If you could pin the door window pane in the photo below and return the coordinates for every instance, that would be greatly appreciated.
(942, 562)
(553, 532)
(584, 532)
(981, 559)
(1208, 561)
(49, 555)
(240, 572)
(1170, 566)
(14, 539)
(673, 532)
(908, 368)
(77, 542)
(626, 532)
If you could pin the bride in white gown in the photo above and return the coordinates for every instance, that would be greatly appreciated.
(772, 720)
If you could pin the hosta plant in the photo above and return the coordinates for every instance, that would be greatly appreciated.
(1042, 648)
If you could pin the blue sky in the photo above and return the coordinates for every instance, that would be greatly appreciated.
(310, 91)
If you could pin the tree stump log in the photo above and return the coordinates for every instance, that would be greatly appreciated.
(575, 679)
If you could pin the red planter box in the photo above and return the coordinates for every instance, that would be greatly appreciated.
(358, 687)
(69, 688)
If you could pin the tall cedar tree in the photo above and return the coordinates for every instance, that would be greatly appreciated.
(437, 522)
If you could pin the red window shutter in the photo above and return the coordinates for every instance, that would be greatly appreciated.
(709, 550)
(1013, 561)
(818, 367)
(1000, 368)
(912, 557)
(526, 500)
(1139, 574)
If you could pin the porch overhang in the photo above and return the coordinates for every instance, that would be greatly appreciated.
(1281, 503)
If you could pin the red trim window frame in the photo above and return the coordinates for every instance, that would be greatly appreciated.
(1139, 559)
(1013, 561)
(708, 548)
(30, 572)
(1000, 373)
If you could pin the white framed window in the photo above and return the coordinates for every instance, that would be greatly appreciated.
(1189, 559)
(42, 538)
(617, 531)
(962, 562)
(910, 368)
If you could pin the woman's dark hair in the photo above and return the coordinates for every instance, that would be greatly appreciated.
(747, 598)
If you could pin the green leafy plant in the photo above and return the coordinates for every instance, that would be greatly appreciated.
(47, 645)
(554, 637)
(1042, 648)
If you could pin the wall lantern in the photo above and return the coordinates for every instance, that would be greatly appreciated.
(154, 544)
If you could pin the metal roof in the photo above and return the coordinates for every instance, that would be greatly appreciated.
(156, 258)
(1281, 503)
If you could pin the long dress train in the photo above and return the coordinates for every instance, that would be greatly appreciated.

■ ■ ■ ■ ■

Every line of the listing above should be copied word for word.

If you could pin the door window pane in the photo below and return the coordinates for every instance, that would be greatly appreciated.
(942, 562)
(553, 532)
(584, 532)
(981, 559)
(1208, 561)
(49, 555)
(240, 572)
(1170, 566)
(14, 539)
(673, 532)
(908, 368)
(77, 542)
(626, 532)
If you could pin the bride in white gown in the photo above and return the coordinates for every instance, that would be greatly appreciated.
(772, 720)
If you could pin the hosta plant in the photo above and return the coordinates for every instance, that would be greatly appreciated.
(1042, 648)
If you could pin the blue sky in the photo above and return the coordinates for every instance, that would be greatly appreciated.
(310, 91)
If you could pin the tree stump log in the photo above and return the coordinates for every instance, that would be greatly appreciated.
(575, 679)
If you could pin the red planter box in the photo above and return the coordinates for every instance, that would be greatly appreciated.
(358, 687)
(69, 688)
If you could pin the tall cedar tree in the photo above and return the coordinates for every instance, that would be greatly appreciated.
(437, 522)
If you could pin the red window shutter in the photo above and return the coordinates for every instance, that would be greatly appreciated.
(709, 550)
(1013, 561)
(818, 367)
(1000, 368)
(912, 557)
(526, 500)
(1139, 574)
If you could pin the porch overhang in the photo above and return the coordinates for every instance, that would be greatly appreciated.
(1281, 503)
If you could pin the red trim window frame in the photo above and return the coordinates for every instance, that would be greatly appreciated.
(1139, 559)
(1013, 561)
(708, 548)
(30, 572)
(1000, 373)
If you could pin the white framed window in the photo above and return the coordinates for every instance, that would be greatly appreciated.
(1189, 559)
(42, 538)
(617, 531)
(962, 562)
(910, 368)
If you could pin the woman's dark hair in the photo above and return the coordinates for every instance, that would be greatly appreciated.
(747, 598)
If you could pin the green leafy plant in the photo above and return the coordinates for every instance, that would be greatly appreciated.
(47, 645)
(554, 637)
(1042, 648)
If you could pin the wall lantern in the photo above and return the coordinates for every instance, that would be greatly appreciated.
(154, 544)
If you could pin the metal roof in the photo above and return the coordinates for every instance, that would be greatly appreciated.
(156, 258)
(1281, 503)
If you could pin the long dress train in the photo above and return the coordinates for every instance, that would be greatly appreciated.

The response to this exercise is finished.